▸ What to produce: Would you please restate all of the data exactly?

▸ Information supplied:
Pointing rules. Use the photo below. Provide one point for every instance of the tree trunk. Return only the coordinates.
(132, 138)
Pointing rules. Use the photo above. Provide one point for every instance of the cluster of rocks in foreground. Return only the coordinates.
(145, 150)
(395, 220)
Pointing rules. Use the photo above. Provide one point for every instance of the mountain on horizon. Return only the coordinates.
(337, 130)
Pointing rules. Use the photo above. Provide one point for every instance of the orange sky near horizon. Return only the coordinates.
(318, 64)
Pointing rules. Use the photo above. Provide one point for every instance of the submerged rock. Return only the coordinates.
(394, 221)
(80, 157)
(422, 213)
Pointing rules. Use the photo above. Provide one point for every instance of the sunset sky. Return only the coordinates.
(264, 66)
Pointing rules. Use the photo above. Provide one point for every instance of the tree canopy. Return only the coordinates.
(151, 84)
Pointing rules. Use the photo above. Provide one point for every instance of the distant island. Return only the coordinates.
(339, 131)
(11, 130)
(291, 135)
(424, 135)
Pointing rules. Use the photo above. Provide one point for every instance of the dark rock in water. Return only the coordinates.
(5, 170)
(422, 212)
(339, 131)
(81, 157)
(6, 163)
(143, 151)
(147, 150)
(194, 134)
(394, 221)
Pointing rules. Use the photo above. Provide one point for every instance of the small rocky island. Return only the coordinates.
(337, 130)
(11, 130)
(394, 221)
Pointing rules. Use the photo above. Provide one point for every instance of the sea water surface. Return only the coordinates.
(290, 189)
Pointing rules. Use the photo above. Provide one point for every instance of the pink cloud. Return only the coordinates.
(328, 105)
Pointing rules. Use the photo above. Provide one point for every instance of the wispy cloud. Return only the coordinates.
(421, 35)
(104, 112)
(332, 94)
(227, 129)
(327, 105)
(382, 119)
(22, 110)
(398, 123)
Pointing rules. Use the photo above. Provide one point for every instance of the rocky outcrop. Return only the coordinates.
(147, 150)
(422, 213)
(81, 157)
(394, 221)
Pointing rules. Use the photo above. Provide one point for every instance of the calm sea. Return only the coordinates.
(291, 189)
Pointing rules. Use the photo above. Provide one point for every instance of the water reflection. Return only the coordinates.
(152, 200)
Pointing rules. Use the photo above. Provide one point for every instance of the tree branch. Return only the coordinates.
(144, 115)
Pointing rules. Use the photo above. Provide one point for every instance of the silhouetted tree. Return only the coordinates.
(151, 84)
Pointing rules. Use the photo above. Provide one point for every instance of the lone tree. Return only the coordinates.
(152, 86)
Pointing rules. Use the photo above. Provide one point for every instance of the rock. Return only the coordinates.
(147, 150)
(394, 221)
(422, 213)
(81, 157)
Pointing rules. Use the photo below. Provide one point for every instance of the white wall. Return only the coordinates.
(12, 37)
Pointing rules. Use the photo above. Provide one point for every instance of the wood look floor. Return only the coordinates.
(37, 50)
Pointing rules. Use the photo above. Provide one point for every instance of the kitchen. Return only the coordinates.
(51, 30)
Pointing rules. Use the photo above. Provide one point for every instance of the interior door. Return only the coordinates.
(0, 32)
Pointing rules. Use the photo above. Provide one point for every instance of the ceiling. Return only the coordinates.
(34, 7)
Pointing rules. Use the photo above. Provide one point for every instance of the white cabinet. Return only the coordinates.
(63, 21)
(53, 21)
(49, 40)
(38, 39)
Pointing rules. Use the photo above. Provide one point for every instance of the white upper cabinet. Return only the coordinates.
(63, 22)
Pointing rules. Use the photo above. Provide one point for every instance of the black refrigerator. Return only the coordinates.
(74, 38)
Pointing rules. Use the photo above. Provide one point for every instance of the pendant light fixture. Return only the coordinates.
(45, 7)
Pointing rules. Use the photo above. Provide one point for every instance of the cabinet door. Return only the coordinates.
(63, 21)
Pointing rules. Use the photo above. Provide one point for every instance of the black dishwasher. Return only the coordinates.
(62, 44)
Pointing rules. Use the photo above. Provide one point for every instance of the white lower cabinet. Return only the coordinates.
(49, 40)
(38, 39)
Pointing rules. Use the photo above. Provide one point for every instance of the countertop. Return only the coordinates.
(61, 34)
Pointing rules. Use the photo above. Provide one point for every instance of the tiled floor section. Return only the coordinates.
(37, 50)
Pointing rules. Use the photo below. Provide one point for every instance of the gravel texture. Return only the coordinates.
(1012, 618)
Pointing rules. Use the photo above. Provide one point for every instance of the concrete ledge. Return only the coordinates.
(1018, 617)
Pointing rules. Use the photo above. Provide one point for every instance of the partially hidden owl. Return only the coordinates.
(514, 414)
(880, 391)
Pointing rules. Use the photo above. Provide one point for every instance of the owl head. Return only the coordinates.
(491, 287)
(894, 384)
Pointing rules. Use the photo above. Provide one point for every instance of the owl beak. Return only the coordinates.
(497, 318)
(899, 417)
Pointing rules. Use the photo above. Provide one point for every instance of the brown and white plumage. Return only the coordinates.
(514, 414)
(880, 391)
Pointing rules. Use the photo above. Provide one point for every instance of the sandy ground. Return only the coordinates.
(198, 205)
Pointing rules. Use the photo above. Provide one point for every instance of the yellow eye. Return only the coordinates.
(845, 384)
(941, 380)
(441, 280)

▸ Solution to the problem:
Pointing rules. Use the photo below. Provide one point for every instance of the tree trunk. Return only the coordinates.
(132, 138)
Pointing rules. Use the photo above. Provide one point for every instance of the cluster of rocks in foreground. Return only the coordinates.
(145, 150)
(395, 220)
Pointing rules. Use the photo above. Provide one point for every instance of the mountain on horizon. Return only the coordinates.
(337, 130)
Pointing rules. Use the photo above. Provide one point for every instance of the orange sky near horizon. Return only the coordinates.
(318, 64)
Pointing rules. Use the photo above. Provide one point for every instance of the submerged rock. Return only the coordinates.
(394, 221)
(80, 157)
(422, 213)
Pointing rules. Use the photo above. Provide one point for every instance of the sunset sky. Return only the coordinates.
(264, 66)
Pointing rules. Use the photo above. Provide one point for every instance of the tree canopy. Return only the coordinates.
(151, 84)
Pointing rules. Use the photo above. Provide one point for every instance of the distant island. Return only the coordinates.
(339, 131)
(11, 130)
(291, 135)
(424, 135)
Pointing rules. Use the photo above. Provide one point for every instance of the dark rock in water. Return only the coordinates.
(5, 170)
(422, 212)
(339, 131)
(81, 157)
(6, 163)
(143, 151)
(147, 150)
(194, 134)
(394, 221)
Pointing rules. Use the photo above. Provide one point for every instance of the small rocky island. Return only the coordinates.
(337, 130)
(11, 130)
(394, 221)
Pointing rules. Use the photo above. Provide one point for every instance of the sea water surface. Return only the coordinates.
(290, 189)
Pointing rules. Use the photo above. Provide one point for every instance of the pink cloud. Return only the coordinates.
(328, 105)
Pointing rules. Use the photo above. Provide one point for every instance of the wispy cloud. Return only the coordinates.
(421, 35)
(104, 112)
(332, 94)
(227, 129)
(327, 105)
(382, 119)
(22, 110)
(398, 123)
Pointing rules. Use the photo above. Provide one point for every instance of the rocky outcrop. Return only the coordinates.
(147, 150)
(422, 213)
(81, 157)
(394, 221)
Pointing rules. Use the photo above. Provide one point for every instance of the calm sea. Return only the coordinates.
(291, 189)
Pointing rules. Use the photo above. Provide one point for every instance of the water reflection. Return only the coordinates.
(152, 200)
Pointing rules. Use the photo above. Provide one point for every instance of the tree branch. Return only the coordinates.
(144, 115)
Pointing rules. Use the photo above. Provide one point for every instance of the silhouetted tree. Return only the coordinates.
(151, 84)
Pointing rules. Use the photo above. Provide one point for every instance of the lone tree. Return only the coordinates.
(152, 86)
Pointing rules. Use the photo above. Provide one point for every instance of the rock. Return only the coordinates.
(147, 150)
(394, 221)
(422, 213)
(81, 157)
Pointing rules. Use the photo below. Provide one point for every instance of the white wall. Return only the coordinates.
(12, 37)
Pointing rules. Use the photo above. Provide one point for every instance of the wood look floor. Return only the coordinates.
(37, 50)
Pointing rules. Use the photo above. Provide one point for every instance of the kitchen. Return only the coordinates.
(51, 30)
Pointing rules. Use the photo above. Provide one point for every instance of the interior door. Return only the coordinates.
(0, 32)
Pointing rules. Use the photo above. Provide one point for every instance of the ceiling. Return only the coordinates.
(34, 7)
Pointing rules. Use the photo above. Provide one point for every instance of the white cabinet. Return only the coordinates.
(63, 21)
(53, 21)
(49, 40)
(38, 39)
Pointing rules. Use the photo above. Provide one point for every instance of the white upper cabinet. Return only the coordinates.
(63, 22)
Pointing rules. Use the photo above. Provide one point for every instance of the black refrigerator. Return only the coordinates.
(74, 38)
Pointing rules. Use the photo above. Provide one point for every instance of the pendant light fixture. Return only the coordinates.
(45, 7)
Pointing rules. Use the photo above. Provide one point for every instance of the cabinet door. Return only the coordinates.
(63, 21)
Pointing rules. Use the photo above. Provide one point for every instance of the black dishwasher. Return only the coordinates.
(62, 44)
Pointing rules. Use the photo above. Provide one point for every instance of the white lower cabinet. Return only the coordinates.
(49, 40)
(38, 39)
Pointing rules. Use the photo above. Provide one point for every instance of the countertop. Return only the coordinates.
(61, 34)
Pointing rules. Use the photo above. Provide one point for every instance of the tiled floor section. Return only the coordinates.
(37, 50)
Pointing rules. Use the photo below. Provide one point for every instance of the gravel texture. Return only the coordinates.
(1012, 618)
Pointing rules. Use the photo above. Provide one point for every instance of the concrete ledge. Return only the coordinates.
(1018, 617)
Pointing rules. Use the photo above. Provide one point for every instance of the partially hidden owl. Return only the coordinates.
(514, 414)
(880, 391)
Pointing rules. Use the photo above. Provide one point for every instance of the owl head. Return only the coordinates.
(491, 287)
(894, 384)
Pointing rules. Use the photo above. Provide one point for every instance of the owl beak. Return only the coordinates.
(497, 318)
(899, 417)
Pointing rules. Use the photo above. Provide one point for every instance of the brown and white plumage. Return only the coordinates.
(514, 414)
(880, 391)
Pointing rules. Use the photo above. Provide one point for every instance of the sandy ground. Return only the coordinates.
(198, 205)
Pointing rules. Use the photo above. Provide one point for every instance of the yellow eye. Return only the coordinates.
(845, 384)
(941, 380)
(441, 280)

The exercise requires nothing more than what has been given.